**DESCRIPTION OF THE TASK**
Copy out everything from the line containing "A single marker falls on each instance of the handwritten" down to the end of the records below, putting "telephone pole" in place of "utility pole" and leaving the rest unchanged.

**WORKING DATA**
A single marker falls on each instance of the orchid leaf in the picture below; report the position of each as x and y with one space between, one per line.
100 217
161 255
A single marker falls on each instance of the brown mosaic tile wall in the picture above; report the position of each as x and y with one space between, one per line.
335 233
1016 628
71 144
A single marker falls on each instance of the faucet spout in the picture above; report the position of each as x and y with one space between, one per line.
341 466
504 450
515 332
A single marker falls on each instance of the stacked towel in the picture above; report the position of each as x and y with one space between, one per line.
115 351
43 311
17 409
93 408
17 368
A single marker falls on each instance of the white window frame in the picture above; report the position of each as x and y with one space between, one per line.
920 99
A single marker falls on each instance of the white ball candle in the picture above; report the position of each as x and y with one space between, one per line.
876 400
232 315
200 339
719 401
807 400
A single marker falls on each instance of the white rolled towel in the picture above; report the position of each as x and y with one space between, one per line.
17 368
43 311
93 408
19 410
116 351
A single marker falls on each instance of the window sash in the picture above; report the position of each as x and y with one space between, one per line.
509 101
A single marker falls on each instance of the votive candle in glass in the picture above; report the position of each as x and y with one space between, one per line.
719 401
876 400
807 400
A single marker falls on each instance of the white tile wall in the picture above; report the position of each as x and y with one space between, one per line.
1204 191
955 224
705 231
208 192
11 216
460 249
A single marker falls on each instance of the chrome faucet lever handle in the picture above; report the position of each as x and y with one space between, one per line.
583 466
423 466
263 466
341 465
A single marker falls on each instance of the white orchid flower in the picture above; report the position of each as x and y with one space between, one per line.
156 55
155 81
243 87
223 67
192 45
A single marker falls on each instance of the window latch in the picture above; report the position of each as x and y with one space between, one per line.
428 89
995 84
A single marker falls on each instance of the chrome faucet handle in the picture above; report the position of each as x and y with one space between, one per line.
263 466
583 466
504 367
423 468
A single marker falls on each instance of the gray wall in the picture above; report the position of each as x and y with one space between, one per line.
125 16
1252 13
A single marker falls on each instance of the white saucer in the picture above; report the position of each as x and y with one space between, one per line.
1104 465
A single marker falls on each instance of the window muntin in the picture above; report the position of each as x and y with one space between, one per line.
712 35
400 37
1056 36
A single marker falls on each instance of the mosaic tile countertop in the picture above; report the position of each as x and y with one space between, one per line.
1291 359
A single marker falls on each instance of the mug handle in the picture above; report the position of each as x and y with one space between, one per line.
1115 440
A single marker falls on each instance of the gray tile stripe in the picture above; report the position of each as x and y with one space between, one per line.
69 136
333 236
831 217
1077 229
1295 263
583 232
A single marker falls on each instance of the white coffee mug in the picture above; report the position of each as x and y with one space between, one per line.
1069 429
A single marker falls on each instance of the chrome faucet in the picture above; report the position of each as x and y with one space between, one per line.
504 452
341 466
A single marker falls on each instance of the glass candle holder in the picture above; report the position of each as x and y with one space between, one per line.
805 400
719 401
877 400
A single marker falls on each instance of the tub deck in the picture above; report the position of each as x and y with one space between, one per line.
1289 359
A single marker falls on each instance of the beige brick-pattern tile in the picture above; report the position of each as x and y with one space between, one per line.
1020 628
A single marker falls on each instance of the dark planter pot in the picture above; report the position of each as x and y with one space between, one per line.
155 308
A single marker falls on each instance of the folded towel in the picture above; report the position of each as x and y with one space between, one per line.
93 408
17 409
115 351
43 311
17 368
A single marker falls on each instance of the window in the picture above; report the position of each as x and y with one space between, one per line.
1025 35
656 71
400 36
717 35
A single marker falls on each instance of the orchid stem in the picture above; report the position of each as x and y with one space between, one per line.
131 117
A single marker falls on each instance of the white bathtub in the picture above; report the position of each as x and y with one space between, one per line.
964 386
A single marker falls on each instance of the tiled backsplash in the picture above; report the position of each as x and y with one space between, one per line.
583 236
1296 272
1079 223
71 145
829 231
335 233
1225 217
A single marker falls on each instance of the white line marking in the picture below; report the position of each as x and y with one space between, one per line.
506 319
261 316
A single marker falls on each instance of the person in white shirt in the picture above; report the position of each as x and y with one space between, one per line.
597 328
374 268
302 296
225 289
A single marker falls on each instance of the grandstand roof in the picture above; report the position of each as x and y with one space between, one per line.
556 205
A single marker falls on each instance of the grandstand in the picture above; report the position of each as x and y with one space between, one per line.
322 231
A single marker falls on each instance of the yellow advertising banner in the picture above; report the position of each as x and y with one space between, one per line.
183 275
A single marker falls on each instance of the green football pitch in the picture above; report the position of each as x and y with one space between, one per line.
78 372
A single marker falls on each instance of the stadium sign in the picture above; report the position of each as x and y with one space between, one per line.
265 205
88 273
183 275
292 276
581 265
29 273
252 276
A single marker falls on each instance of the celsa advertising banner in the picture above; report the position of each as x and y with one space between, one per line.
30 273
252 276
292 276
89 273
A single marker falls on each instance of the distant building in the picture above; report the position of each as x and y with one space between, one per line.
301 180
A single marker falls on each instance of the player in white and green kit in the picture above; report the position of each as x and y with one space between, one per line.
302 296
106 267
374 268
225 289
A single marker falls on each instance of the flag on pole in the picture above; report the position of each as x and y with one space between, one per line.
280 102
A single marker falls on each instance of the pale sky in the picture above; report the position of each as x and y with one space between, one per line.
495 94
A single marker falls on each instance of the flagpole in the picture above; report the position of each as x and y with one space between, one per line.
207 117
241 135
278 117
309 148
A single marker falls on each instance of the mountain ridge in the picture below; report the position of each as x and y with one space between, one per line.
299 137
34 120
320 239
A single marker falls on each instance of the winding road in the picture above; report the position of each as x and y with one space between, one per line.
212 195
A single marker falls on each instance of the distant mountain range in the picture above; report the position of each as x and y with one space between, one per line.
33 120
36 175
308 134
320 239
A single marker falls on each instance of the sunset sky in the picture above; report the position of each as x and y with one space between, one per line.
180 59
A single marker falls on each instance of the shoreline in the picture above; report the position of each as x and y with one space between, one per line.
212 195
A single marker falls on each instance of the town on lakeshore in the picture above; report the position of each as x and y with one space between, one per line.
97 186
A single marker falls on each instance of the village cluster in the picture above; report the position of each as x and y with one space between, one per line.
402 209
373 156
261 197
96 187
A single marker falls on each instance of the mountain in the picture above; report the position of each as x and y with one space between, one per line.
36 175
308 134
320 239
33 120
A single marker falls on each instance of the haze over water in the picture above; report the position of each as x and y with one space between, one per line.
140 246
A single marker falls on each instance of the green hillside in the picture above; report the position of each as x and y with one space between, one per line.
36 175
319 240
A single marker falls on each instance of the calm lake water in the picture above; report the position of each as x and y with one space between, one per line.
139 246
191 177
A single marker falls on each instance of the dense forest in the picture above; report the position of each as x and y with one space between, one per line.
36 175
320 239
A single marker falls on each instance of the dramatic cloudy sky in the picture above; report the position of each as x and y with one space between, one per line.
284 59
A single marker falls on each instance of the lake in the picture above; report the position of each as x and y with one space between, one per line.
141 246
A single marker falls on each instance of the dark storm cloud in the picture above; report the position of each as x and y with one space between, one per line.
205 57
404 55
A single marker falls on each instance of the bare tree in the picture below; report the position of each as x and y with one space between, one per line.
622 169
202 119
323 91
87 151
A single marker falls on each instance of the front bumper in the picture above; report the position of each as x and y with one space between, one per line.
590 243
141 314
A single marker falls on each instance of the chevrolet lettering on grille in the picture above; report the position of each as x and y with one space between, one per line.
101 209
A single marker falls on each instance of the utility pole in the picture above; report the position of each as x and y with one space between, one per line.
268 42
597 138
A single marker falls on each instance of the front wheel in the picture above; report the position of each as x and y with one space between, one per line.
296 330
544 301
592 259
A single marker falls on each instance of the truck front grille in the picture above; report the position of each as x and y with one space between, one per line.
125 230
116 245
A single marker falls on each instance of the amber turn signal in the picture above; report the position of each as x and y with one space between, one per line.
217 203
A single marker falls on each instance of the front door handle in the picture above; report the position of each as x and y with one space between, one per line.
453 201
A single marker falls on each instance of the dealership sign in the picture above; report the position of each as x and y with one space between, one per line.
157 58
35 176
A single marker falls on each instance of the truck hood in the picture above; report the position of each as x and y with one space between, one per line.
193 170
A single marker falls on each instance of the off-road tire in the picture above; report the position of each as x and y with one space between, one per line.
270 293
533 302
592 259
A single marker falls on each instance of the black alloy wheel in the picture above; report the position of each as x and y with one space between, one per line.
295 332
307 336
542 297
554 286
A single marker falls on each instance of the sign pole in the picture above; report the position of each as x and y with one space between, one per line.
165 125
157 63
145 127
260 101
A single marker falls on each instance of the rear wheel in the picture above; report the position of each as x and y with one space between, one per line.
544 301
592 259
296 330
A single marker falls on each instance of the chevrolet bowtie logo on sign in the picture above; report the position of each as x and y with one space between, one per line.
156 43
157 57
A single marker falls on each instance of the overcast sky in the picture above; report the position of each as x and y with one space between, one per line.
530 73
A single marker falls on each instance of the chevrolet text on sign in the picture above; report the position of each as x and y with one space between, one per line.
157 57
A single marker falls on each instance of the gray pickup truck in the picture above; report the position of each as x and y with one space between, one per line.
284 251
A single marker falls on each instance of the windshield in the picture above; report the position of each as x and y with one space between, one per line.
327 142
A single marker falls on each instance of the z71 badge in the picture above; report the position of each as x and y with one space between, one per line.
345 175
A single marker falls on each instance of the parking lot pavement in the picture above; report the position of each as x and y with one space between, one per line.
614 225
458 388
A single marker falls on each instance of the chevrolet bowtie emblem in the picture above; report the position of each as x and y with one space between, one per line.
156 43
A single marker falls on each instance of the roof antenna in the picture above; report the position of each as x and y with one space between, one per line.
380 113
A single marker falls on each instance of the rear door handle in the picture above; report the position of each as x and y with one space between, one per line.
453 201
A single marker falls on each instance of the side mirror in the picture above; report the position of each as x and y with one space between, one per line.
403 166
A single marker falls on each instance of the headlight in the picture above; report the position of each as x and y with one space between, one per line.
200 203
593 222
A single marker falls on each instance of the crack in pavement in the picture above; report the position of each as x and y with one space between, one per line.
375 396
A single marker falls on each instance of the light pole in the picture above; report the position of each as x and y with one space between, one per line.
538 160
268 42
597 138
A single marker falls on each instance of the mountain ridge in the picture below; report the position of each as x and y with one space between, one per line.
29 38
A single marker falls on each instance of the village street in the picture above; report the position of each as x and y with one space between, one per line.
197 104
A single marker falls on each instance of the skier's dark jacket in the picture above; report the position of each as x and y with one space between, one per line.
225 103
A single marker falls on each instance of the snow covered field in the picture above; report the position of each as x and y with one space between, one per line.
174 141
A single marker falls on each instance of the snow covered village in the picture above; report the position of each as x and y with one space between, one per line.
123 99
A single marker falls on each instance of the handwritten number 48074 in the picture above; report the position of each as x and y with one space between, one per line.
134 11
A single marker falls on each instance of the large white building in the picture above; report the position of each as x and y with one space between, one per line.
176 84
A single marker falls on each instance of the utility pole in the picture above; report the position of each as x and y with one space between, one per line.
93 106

**RESPONSE TO THIS TASK**
A single marker falls on each instance of the handwritten number 48074 in the picture above; report the position of each as x and y with one space between, one per line.
134 11
A single marker falls on each instance of the large white building in the picture above; report the position of each as x and y with one space between, one per line.
176 84
A single marker falls on each instance of the telephone pole in the picture above; report the position of each as x and y with one space between, one per line.
93 106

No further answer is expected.